EXERCISES TO COMPLETE |
1. In the election article, about how much is spent each year on Medicare/Medicaid?
2. Using the election article, explain why it gives importance to controlling healthcare costs.
3. From the election article, reproduce the passage from "Why the Next" to "obstacles to deal with.".

(Beginning of DOCUMENT SEGMENT)

Why the Next U.S. President Is Facing a Mess
The election is finally here. We are all excited to see who will be the 45th President of the United States.
President Obama wants to stay at the White House, while challenger Mitt Romney wants to evict him. Whoever is the winner, there will be a slew of challenges for him to deal with. It may not be as bad as four years ago when the newly minted President Obama faced a massive subprime financial crisis, government bailouts of the big banks and auto sector, and a great recession, but there are still major obstacles to deal with.
If Obama holds on, you can expect a push to remedy the healthcare system and make it more efficient and cost-effective under the program coined “Obamacare.” Healthcare cost control is important as a means to control the mounting national debt and avoid a financial crisis. Over $752.0 billion is spent annually on Medicare/Medicaid, which is the second-biggest area of spending for the government following Social Security. (Source: U.S. Debt Clock, last accessed November 2, 2012.) Failure to rein in costs could create a financial crisis.

(End of DOCUMENT SEGMENT)
(Beginning of DATA)

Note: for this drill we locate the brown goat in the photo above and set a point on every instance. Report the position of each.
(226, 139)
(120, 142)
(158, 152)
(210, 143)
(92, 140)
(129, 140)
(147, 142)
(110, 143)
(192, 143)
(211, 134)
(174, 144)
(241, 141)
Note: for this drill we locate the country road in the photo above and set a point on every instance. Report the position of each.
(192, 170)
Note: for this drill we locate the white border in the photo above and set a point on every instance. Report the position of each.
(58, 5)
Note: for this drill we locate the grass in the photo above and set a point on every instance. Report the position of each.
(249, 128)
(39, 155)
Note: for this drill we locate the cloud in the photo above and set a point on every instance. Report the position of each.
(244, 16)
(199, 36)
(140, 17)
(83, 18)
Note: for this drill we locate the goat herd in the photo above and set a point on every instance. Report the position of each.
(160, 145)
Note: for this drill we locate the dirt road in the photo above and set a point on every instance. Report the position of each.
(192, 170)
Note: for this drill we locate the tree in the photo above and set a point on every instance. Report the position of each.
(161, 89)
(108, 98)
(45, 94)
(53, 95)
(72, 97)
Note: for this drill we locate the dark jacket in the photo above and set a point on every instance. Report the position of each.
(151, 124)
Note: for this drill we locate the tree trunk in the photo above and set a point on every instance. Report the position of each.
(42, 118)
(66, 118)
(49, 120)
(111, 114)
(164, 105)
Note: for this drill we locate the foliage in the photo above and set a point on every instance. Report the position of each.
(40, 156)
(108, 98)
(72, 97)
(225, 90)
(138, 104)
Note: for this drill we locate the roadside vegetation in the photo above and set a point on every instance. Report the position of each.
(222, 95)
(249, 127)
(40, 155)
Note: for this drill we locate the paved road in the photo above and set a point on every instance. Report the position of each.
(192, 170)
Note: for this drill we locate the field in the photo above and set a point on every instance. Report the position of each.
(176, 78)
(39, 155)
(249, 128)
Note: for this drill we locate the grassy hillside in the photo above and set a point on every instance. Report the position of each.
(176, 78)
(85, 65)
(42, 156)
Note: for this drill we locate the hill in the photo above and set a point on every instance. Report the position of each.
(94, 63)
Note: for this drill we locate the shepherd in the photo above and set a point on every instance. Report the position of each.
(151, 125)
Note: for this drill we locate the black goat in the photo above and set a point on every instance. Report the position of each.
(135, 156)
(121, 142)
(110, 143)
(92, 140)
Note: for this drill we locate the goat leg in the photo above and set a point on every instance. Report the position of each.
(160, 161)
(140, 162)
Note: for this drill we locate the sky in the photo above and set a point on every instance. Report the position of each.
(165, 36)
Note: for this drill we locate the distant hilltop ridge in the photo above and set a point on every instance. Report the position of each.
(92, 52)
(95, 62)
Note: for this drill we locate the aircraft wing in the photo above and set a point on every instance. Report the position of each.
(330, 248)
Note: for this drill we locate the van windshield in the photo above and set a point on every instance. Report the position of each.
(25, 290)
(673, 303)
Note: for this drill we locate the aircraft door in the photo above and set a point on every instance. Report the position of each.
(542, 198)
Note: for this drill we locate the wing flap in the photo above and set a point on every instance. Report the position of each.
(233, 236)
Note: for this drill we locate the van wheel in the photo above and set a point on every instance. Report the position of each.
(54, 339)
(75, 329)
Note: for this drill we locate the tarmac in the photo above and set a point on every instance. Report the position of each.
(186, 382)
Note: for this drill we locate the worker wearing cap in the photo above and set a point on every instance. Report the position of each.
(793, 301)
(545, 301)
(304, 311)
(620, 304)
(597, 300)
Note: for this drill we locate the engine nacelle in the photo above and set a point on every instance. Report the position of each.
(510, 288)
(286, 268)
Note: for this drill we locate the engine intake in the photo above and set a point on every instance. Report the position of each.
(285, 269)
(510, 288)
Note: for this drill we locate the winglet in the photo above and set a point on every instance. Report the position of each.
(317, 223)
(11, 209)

(End of DATA)

RESULTS IN ORDER |
1. Over $752.0 billion.

2. Controlling healthcare costs is a way to control the mounting national debt and avoid a financial crisis. The article warns that failing to rein in these costs could create a financial crisis.

3.
Why the Next U.S. President Is Facing a Mess
The election is finally here. We are all excited to see who will be the 45th President of the United States.
President Obama wants to stay at the White House, while challenger Mitt Romney wants to evict him. Whoever is the winner, there will be a slew of challenges for him to deal with. It may not be as bad as four years ago when the newly minted President Obama faced a massive subprime financial crisis, government bailouts of the big banks and auto sector, and a great recession, but there are still major obstacles to deal with.